### Instructions for the task
Rescale the stretch from the start of the entries through the line that contains "361], [110, 380]]" by repeating every line, requests included, with each polygon vertex coordinate in the answers multiplied by 1.3 and rounded to a whole number, halves rounded up. Give only these lines, and leave the pictures out.

### Given records
○ ○ ○ ○ ○ ○ ○

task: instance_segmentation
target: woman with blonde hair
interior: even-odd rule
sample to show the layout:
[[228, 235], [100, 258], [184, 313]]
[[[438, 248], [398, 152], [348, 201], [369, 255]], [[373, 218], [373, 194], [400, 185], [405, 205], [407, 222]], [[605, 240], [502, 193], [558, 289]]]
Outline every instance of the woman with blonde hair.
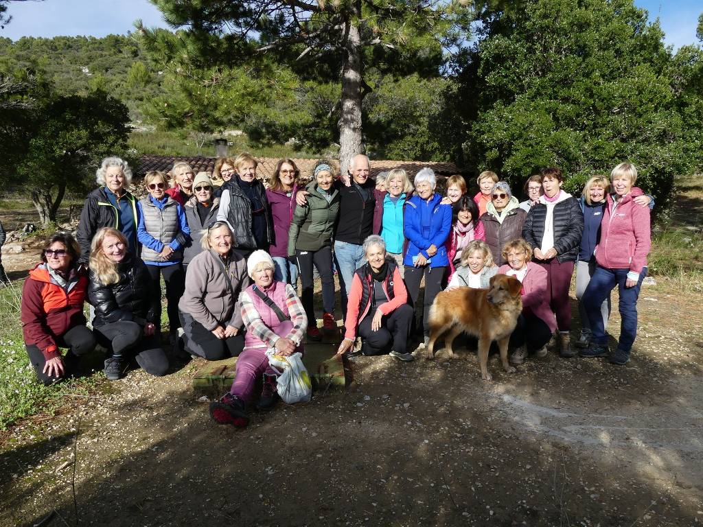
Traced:
[[121, 379], [131, 358], [152, 375], [169, 369], [150, 290], [146, 265], [127, 250], [124, 235], [111, 227], [100, 229], [91, 245], [88, 300], [95, 308], [96, 339], [111, 356], [105, 361], [110, 380]]
[[[166, 193], [166, 174], [153, 170], [144, 176], [148, 194], [139, 200], [139, 225], [137, 236], [141, 244], [141, 259], [151, 277], [151, 300], [156, 313], [156, 333], [161, 333], [161, 278], [166, 284], [166, 311], [169, 318], [169, 339], [176, 346], [181, 327], [178, 301], [186, 275], [183, 270], [183, 247], [188, 244], [191, 229], [186, 212]], [[192, 188], [191, 188], [192, 190]]]
[[498, 273], [491, 248], [482, 240], [470, 242], [461, 253], [461, 264], [456, 268], [447, 285], [450, 287], [488, 289], [491, 278]]
[[177, 161], [171, 169], [171, 177], [173, 178], [173, 187], [167, 189], [166, 193], [183, 207], [193, 195], [193, 182], [195, 179], [195, 173], [185, 161]]
[[403, 169], [390, 171], [385, 183], [386, 191], [376, 196], [376, 208], [380, 208], [380, 211], [374, 214], [374, 219], [380, 218], [381, 223], [373, 232], [380, 233], [381, 238], [386, 242], [387, 254], [395, 260], [401, 275], [404, 276], [403, 217], [405, 204], [413, 195], [413, 183]]
[[222, 186], [217, 212], [217, 219], [229, 225], [235, 249], [245, 257], [256, 249], [269, 250], [273, 241], [271, 207], [263, 183], [257, 179], [258, 164], [247, 152], [237, 156], [237, 172]]
[[[583, 293], [583, 302], [593, 331], [591, 345], [582, 357], [609, 357], [624, 365], [637, 336], [637, 299], [647, 275], [647, 255], [652, 246], [650, 210], [635, 200], [643, 195], [635, 187], [637, 169], [621, 163], [610, 174], [614, 190], [607, 195], [601, 221], [600, 240], [595, 247], [595, 270]], [[601, 306], [617, 286], [619, 292], [620, 339], [612, 353], [608, 349]]]

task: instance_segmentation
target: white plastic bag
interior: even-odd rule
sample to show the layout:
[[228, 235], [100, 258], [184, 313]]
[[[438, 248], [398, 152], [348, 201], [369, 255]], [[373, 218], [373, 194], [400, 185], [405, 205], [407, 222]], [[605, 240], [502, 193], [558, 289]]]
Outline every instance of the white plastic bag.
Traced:
[[297, 351], [290, 357], [276, 355], [276, 351], [266, 352], [269, 365], [276, 372], [276, 391], [284, 403], [307, 403], [312, 397], [312, 384], [303, 364], [302, 354]]

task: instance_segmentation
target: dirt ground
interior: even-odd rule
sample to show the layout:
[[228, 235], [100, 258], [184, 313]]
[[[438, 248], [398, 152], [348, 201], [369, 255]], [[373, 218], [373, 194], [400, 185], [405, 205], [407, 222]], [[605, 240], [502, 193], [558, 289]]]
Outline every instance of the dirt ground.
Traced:
[[349, 390], [241, 431], [193, 392], [200, 360], [102, 381], [0, 436], [0, 525], [703, 525], [701, 295], [657, 279], [638, 308], [624, 367], [361, 358]]

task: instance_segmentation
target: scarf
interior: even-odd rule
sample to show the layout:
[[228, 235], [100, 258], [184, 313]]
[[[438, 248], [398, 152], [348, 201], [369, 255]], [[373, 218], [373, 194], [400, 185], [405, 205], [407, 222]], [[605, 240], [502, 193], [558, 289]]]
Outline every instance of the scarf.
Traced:
[[376, 273], [373, 271], [373, 268], [371, 267], [371, 264], [368, 264], [369, 271], [371, 271], [371, 278], [373, 278], [376, 282], [382, 282], [386, 279], [388, 275], [388, 262], [383, 262], [383, 265], [381, 266], [381, 268], [378, 270]]

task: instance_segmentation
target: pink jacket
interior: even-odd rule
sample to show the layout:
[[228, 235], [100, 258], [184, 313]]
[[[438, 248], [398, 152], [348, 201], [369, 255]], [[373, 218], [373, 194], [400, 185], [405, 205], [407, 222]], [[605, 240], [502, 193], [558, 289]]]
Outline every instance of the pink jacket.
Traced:
[[617, 203], [608, 195], [608, 203], [600, 222], [600, 242], [595, 247], [595, 261], [608, 269], [629, 269], [639, 274], [647, 265], [652, 247], [650, 209], [633, 200], [642, 190], [633, 188]]
[[[505, 275], [510, 270], [507, 264], [501, 266], [499, 274]], [[527, 262], [527, 273], [522, 280], [522, 309], [529, 309], [532, 313], [549, 327], [553, 333], [557, 330], [557, 320], [547, 303], [547, 271], [533, 261]]]
[[[458, 220], [456, 221], [458, 221]], [[447, 282], [451, 280], [451, 275], [456, 271], [454, 266], [454, 258], [456, 256], [456, 246], [459, 239], [459, 233], [454, 228], [456, 221], [451, 226], [451, 232], [449, 233], [449, 236], [444, 242], [444, 247], [446, 247], [446, 255], [449, 257], [449, 278], [447, 279]], [[469, 238], [470, 242], [474, 240], [481, 240], [485, 242], [486, 231], [484, 229], [483, 222], [479, 221], [477, 219], [472, 219], [472, 221], [474, 223], [474, 230], [467, 233], [464, 235], [470, 237]]]

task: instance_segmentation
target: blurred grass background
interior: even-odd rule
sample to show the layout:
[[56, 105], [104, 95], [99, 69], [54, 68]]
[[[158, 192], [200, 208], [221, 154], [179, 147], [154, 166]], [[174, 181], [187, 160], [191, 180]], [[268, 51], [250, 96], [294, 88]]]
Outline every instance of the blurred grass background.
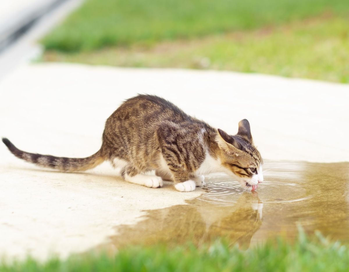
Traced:
[[42, 59], [349, 82], [348, 0], [87, 0]]
[[281, 239], [245, 251], [227, 241], [218, 240], [198, 249], [188, 244], [169, 247], [163, 244], [132, 246], [115, 254], [87, 254], [65, 260], [53, 258], [40, 263], [26, 261], [0, 264], [2, 272], [221, 272], [221, 271], [348, 271], [349, 250], [338, 242], [330, 242], [318, 234], [319, 239], [307, 240], [301, 233], [290, 244]]

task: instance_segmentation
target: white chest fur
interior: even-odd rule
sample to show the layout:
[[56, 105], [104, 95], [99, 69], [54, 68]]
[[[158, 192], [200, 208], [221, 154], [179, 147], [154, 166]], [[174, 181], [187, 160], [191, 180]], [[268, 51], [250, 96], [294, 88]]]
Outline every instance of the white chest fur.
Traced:
[[208, 152], [206, 153], [205, 160], [196, 171], [196, 174], [203, 175], [210, 173], [225, 172], [226, 170], [222, 166], [221, 160], [215, 159], [210, 155]]
[[[158, 164], [159, 168], [157, 169], [157, 171], [164, 174], [171, 175], [171, 171], [162, 154], [160, 155]], [[196, 170], [196, 175], [197, 176], [210, 173], [226, 172], [227, 170], [222, 166], [220, 160], [211, 157], [208, 152], [206, 153], [203, 162]]]

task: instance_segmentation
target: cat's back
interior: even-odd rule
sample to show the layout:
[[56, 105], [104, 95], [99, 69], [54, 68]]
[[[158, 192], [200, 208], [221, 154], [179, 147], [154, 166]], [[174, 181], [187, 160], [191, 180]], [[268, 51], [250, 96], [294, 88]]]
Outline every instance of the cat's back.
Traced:
[[156, 95], [147, 94], [140, 94], [127, 99], [111, 117], [124, 120], [134, 119], [139, 122], [170, 120], [183, 122], [192, 119], [170, 101]]

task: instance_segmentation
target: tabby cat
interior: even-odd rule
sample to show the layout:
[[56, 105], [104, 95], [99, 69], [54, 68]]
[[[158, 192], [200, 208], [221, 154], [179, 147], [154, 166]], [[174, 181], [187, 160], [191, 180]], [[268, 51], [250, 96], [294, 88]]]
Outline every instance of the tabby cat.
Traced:
[[203, 174], [214, 172], [232, 176], [252, 191], [263, 180], [263, 160], [247, 120], [239, 123], [237, 134], [229, 135], [154, 95], [124, 102], [107, 120], [101, 149], [87, 158], [28, 153], [7, 139], [2, 141], [16, 157], [61, 171], [83, 171], [107, 160], [127, 181], [154, 188], [167, 180], [178, 191], [193, 191], [205, 185]]

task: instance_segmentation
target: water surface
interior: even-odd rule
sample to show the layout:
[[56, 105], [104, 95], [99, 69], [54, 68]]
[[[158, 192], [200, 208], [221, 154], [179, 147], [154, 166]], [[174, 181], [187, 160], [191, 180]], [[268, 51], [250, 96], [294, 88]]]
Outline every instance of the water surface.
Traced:
[[349, 241], [349, 163], [267, 161], [263, 169], [265, 182], [252, 192], [223, 174], [207, 176], [207, 193], [118, 227], [110, 245], [190, 241], [199, 246], [224, 237], [247, 248], [270, 237], [293, 240], [298, 224], [310, 235], [319, 230]]

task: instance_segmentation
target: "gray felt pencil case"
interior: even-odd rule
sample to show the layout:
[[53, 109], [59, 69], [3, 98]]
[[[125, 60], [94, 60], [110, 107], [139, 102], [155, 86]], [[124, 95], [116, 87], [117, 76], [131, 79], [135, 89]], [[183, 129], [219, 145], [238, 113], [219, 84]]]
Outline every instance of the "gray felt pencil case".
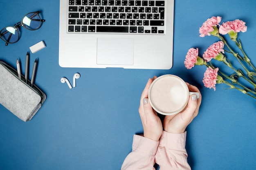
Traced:
[[0, 104], [24, 121], [30, 120], [40, 108], [46, 95], [30, 81], [25, 82], [17, 71], [0, 61]]

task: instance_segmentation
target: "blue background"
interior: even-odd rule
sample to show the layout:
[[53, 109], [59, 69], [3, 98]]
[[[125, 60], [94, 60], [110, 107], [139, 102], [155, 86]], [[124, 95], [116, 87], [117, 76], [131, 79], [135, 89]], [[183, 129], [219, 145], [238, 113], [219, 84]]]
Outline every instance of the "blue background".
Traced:
[[[26, 13], [40, 11], [45, 20], [38, 30], [20, 29], [18, 42], [0, 41], [0, 60], [25, 74], [29, 47], [40, 41], [46, 48], [30, 53], [29, 75], [38, 60], [34, 83], [47, 99], [32, 119], [24, 122], [0, 105], [0, 169], [118, 170], [131, 151], [133, 134], [143, 128], [138, 112], [141, 93], [149, 77], [176, 75], [200, 89], [199, 114], [187, 128], [186, 147], [193, 170], [252, 170], [256, 158], [256, 100], [218, 84], [204, 87], [204, 66], [184, 66], [188, 50], [202, 55], [216, 37], [199, 37], [198, 30], [213, 16], [223, 22], [246, 22], [239, 33], [244, 49], [256, 65], [256, 2], [254, 0], [177, 0], [175, 2], [173, 66], [169, 70], [64, 68], [58, 65], [59, 1], [0, 1], [0, 28], [11, 26]], [[68, 43], [67, 42], [67, 43]], [[227, 69], [227, 70], [228, 70]], [[79, 73], [77, 87], [72, 82]], [[1, 81], [0, 80], [0, 81]]]

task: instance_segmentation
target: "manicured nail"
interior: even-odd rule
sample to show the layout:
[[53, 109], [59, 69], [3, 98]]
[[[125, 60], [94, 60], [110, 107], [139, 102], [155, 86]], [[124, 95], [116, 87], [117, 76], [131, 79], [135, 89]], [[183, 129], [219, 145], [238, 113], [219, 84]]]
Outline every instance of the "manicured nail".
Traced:
[[192, 100], [196, 100], [196, 95], [193, 95], [191, 96]]

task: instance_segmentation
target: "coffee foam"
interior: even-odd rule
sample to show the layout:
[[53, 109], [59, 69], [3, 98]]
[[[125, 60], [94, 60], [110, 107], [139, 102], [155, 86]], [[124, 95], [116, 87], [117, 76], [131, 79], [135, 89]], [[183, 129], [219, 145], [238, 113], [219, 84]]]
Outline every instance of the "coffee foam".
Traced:
[[186, 104], [188, 96], [186, 85], [175, 76], [166, 76], [157, 80], [150, 93], [155, 108], [166, 113], [175, 112], [182, 108]]

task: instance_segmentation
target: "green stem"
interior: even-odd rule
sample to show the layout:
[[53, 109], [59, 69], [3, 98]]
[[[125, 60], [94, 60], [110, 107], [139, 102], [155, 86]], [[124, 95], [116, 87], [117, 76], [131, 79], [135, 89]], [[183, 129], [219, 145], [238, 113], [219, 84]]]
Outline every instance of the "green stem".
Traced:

○ ○ ○ ○ ○ ○ ○

### Task answer
task: instance_segmentation
target: woman with blonde hair
interior: even-odd rule
sample to show the layout:
[[228, 235], [100, 258], [184, 313]]
[[[438, 248], [398, 152], [348, 201], [369, 255]], [[373, 218], [373, 194], [400, 185], [405, 205], [407, 222]], [[605, 240], [502, 193], [558, 289]]]
Outline every instance of the woman with blonde hair.
Traced:
[[157, 493], [170, 465], [198, 488], [220, 480], [195, 377], [190, 345], [165, 325], [161, 306], [144, 295], [130, 298], [118, 319], [114, 390], [124, 400], [125, 441], [144, 463], [137, 469], [143, 494]]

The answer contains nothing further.